### What is required
Render the data below as a JSON list of strings, one string per line and no strings for blank lines.

Excerpts from a pointing dataset
————

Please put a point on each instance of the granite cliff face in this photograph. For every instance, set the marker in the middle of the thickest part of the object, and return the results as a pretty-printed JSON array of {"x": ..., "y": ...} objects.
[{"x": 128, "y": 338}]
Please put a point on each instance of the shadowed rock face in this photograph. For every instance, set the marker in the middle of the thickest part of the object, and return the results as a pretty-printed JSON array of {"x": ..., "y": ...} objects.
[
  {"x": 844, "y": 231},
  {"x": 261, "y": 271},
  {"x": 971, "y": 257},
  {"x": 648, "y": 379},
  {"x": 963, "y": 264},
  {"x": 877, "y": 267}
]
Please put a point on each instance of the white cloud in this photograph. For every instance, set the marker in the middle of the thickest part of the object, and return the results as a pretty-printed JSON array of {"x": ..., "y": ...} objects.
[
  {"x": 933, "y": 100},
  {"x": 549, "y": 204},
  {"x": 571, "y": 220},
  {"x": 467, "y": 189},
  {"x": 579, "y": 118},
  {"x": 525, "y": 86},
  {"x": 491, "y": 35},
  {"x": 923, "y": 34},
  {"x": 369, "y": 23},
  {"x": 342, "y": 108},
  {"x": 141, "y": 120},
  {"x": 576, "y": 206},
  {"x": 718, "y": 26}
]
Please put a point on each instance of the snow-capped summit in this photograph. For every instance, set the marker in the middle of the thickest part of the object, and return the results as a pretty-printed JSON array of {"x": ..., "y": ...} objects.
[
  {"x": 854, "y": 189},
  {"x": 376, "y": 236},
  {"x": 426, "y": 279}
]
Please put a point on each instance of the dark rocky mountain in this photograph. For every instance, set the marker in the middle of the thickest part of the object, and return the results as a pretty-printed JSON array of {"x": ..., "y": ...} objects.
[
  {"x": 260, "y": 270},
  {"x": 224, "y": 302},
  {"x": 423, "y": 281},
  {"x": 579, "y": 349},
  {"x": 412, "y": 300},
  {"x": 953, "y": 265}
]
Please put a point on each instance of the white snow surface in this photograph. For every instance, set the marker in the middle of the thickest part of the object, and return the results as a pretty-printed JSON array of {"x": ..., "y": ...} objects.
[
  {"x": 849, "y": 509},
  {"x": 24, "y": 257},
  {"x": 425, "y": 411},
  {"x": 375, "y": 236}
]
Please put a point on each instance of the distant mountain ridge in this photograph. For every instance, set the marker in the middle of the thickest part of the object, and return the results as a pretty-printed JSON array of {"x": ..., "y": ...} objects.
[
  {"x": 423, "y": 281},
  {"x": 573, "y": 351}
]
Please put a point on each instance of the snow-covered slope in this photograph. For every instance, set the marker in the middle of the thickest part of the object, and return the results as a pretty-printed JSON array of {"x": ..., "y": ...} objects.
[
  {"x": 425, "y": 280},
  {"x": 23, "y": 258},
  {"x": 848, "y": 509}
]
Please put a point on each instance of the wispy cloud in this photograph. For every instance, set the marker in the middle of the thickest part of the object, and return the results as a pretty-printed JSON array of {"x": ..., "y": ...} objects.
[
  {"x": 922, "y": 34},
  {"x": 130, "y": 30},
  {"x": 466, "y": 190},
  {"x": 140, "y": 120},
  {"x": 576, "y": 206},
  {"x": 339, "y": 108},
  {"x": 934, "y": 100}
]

————

### Answer below
[
  "Please put a point on each instance of the granite cliff face in this photograph. For every instance, set the marker in the middle of the thickest part of the object, and return the results as a pretty-printed JSON array of {\"x\": ..., \"y\": ...} objects.",
  "[{\"x\": 128, \"y\": 338}]",
  "Please put a point on each instance of the shadowed rock face in this photograph. For every instance, set the marker in the middle of the thickest part of the object, and return the results as a pretty-printed JSON array of {\"x\": ..., \"y\": ...} objects.",
  "[",
  "  {\"x\": 844, \"y\": 231},",
  "  {\"x\": 261, \"y\": 271},",
  "  {\"x\": 971, \"y\": 257},",
  "  {\"x\": 648, \"y\": 379},",
  "  {\"x\": 963, \"y\": 264},",
  "  {\"x\": 877, \"y\": 267}",
  "]",
  "Please put a point on each instance of the white cloud in this photograph. For every instance, set the marker in the middle of the thickest part of the object, and return the results as a pretty-printed JSON array of {\"x\": ..., \"y\": ...} objects.",
  "[",
  "  {\"x\": 933, \"y\": 100},",
  "  {\"x\": 549, \"y\": 204},",
  "  {\"x\": 571, \"y\": 220},",
  "  {\"x\": 467, \"y\": 189},",
  "  {\"x\": 579, \"y\": 118},",
  "  {\"x\": 525, \"y\": 86},",
  "  {\"x\": 491, \"y\": 35},",
  "  {\"x\": 923, \"y\": 34},",
  "  {\"x\": 369, \"y\": 23},",
  "  {\"x\": 342, \"y\": 108},",
  "  {\"x\": 141, \"y\": 120},",
  "  {\"x\": 576, \"y\": 206},",
  "  {\"x\": 718, \"y\": 26}",
  "]",
  "Please put a point on each instance of the snow-capped summit in this photograph. For every instance, set the marker in the middle of the thickest part of the object, and return the results as a pretty-printed JSON array of {\"x\": ..., \"y\": ...} objects.",
  "[",
  "  {\"x\": 854, \"y\": 189},",
  "  {\"x\": 376, \"y\": 236},",
  "  {\"x\": 426, \"y\": 279}",
  "]",
  "Please put a point on each instance of the dark rocky mountain in this photograph. For every instance, set the marker in the middle of the thickest part of the object, and return the results as a pretty-printed JSON array of {\"x\": ..., \"y\": ...} objects.",
  "[",
  "  {\"x\": 260, \"y\": 270},",
  "  {\"x\": 224, \"y\": 302},",
  "  {\"x\": 423, \"y\": 281},",
  "  {\"x\": 579, \"y\": 349},",
  "  {\"x\": 412, \"y\": 300},",
  "  {\"x\": 953, \"y\": 265}",
  "]",
  "Please put a point on each instance of the white snow surface in this photograph. For every instance, set the marker in the middle of the thickest part of the object, and return the results as a pretty-printed JSON array of {\"x\": ..., \"y\": ...} objects.",
  "[",
  "  {\"x\": 849, \"y\": 509},",
  "  {\"x\": 24, \"y\": 257},",
  "  {\"x\": 425, \"y\": 411},",
  "  {\"x\": 375, \"y\": 236}",
  "]",
  "Please put a point on each instance of the distant mountain ridge in this photograph. For every instance, set the marker in the middle of the thickest part of the object, and return the results as a pretty-printed JSON array of {\"x\": ..., \"y\": ...} objects.",
  "[",
  "  {\"x\": 423, \"y\": 281},",
  "  {\"x\": 573, \"y\": 351}",
  "]",
  "Please put a point on each instance of the snow-covered slope in this photograph. For every instance, set the marker in the middle of the thickest part of the object, and return the results as a pretty-printed JSON array of {\"x\": ..., \"y\": ...} objects.",
  "[",
  "  {\"x\": 425, \"y\": 280},",
  "  {\"x\": 23, \"y\": 258},",
  "  {\"x\": 848, \"y\": 509}",
  "]",
  "Please put a point on each instance of the wispy cloud in this photograph. For every instance, set the marker in the middle of the thickest part of the object, and return the results as a pretty-printed JSON array of {\"x\": ..., \"y\": ...} objects.",
  "[",
  "  {\"x\": 922, \"y\": 34},",
  "  {\"x\": 130, \"y\": 30},",
  "  {\"x\": 466, \"y\": 190},",
  "  {\"x\": 140, \"y\": 120},",
  "  {\"x\": 576, \"y\": 206},",
  "  {\"x\": 339, \"y\": 108},",
  "  {\"x\": 934, \"y\": 100}",
  "]"
]